# [Testo citato]
——

Le preziose dichiarazioni di Paolella chiariscono le modalità attraverso le quali avveniva la ricerca del compromesso all'interno della redazione: «Per cominciare, d'accordo con Pallavicini, io avevo fatto una redazione politicamente composita, in cui eravamo rappresentati un po' tutti. I commenti parlati, che sono un po' la chiave dei cinegiornali, li faceva Giacomo Debenedetti, grandissimo saggista, un comunista col quale ho avuto dimestichezza per cinque anni. Tra i redattori c'era un socialista e uno dell'Uomo Qualunque, che allora era un gruppo politico importante. Pallavicini era un po' al disopra e al di fuori, e naturalmente l'indirizzo lo dava lui, ma non poteva evitare che i collaboratori esprimessero un certo tipo di opinioni.» <61
Le indicazioni venivano date a Debenedetti anche in fase di preparazione del servizio, nel momento in cui si visionavano le immagini <62. A guidare la realizzazione del cinegiornale era l'idea che l'immagine e il commento dovessero procedere in sincronia: «La perfetta armonia di parlato e immagine resta una delle caratteristiche della Incom e una delle ragioni del successo» <63. L'impostazione data era di carattere giornalistico, con un occhio ai rotocalchi: La "Settimana Incom" proponeva cronache politiche, servizi sulla ricostruzione e sulle relazioni con gli americani, curiosità italiane e dal mondo, interviste a uomini politici, filmati sulle tradizioni religiose locali, cronache sportive e rubriche di moda. I filmati dovevano avere una lunghezza standard <64, e le inquadrature e il montaggio richiedevano la massima cura. Anche l'organizzazione interna ricalcava quella di un quotidiano a stampa <65: una volta ricevuta, dall'Ufficio Informazioni, la segnalazione di una serie di appuntamenti, questi venivano selezionati dal capo redattore, in accordo col regista che effettuava un sopralluogo. L'ufficio lavorazione organizzava la troupe <66, indicando circostanze, luoghi e persone da filmare, per poter procedere con la stesura del commento. Presso lo stabilimento sviluppo e stampa, che si occupava anche della catalogazione, venivano individuati i temi che potevano essere interessanti per l'esportazione all'estero <67.

——

# [Materiale fornito]
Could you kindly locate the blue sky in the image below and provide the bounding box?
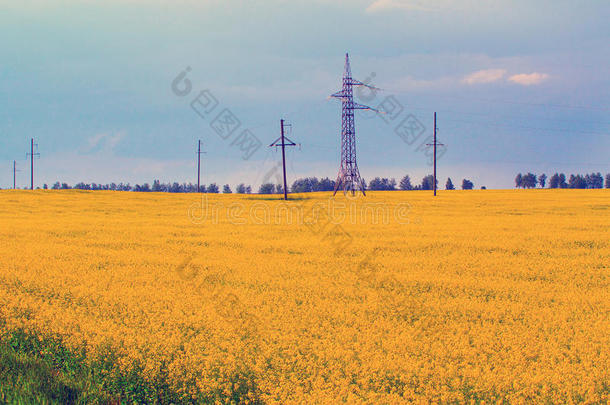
[0,0,610,188]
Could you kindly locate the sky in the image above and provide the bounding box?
[0,0,610,188]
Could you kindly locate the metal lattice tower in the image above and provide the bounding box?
[331,53,378,195]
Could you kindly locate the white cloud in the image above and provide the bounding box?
[508,72,549,86]
[83,131,125,153]
[366,0,492,13]
[462,69,506,84]
[366,0,433,12]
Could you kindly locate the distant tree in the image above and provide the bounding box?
[521,173,538,188]
[568,174,587,188]
[421,174,438,190]
[538,173,546,188]
[549,173,559,188]
[258,183,275,194]
[316,177,335,191]
[462,179,474,190]
[585,172,604,188]
[399,174,413,190]
[559,173,568,188]
[368,177,396,190]
[290,177,319,193]
[74,181,91,190]
[515,173,523,188]
[152,180,162,193]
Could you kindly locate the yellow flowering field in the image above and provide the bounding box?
[0,190,610,404]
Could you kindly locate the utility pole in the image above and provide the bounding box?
[13,160,20,190]
[25,138,40,190]
[269,119,296,200]
[197,139,205,192]
[331,53,379,196]
[426,111,445,196]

——

# [Compito assegnato 1]
Traduci in inglese questa frase del testo sul cinegiornale Settimana Incom: «Tra i redattori c'era un socialista e uno dell'Uomo Qualunque, che allora era un gruppo politico importante.»
# [Compito assegnato 2]
Prosegui il testo sul cinegiornale Settimana Incom a partire dalla sua ultima frase.
Il materiale fornito non ha alcun ruolo in questo lavoro.

# [Risposta attesa 1]
Among the editors there was a socialist and one from the Uomo Qualunque, which at the time was an important political group.

# [Risposta attesa 2]
«Avevamo adottato un certo tipo di comportamento verso le richieste di riprese che tutti ci facevano. È chiaro che i nostri telefoni erano bombardati dai partiti, dalle industrie, perché tutti ci volevano, e il problema era di convincerli che solo i grossi avvenimenti nazionali avevano senso, e non i tagli dei nastri. Ci avvalevamo di una serie di registi-giornalisti un po' in tutta Italia, una rete che avevo messo su perché funzionasse non solo in rapporto alla cronaca, ma anche rispetto agli avvenimenti politici importanti, e mi pare di aver reso in sostanza uno specchio veritiero dell'Italia di allora, con tutto quello che di difettoso c'era.» <68
L'affermazione della "Settimana Incom" <69 giunse in un periodo di grande espansione del cinema in Italia: nel '48 il numero delle sale era quasi il doppio rispetto a dieci anni prima e i biglietti venduti erano saliti del 75%. Nel settore dello spettacolo, il cinema non lasciava spazio ad alcun altro tipo di intrattenimento: nel 1949 su 70 miliardi incassati dagli spettacoli, il grande schermo se ne era aggiudicati 54. Dopo appena tre anni dalla fine della guerra, in Italia si contavano 6500 sale private e oltre 5000 sale parrocchiali. La crisi della guerra che aveva portato distruzione anche nel mondo del cinema era in via di superamento.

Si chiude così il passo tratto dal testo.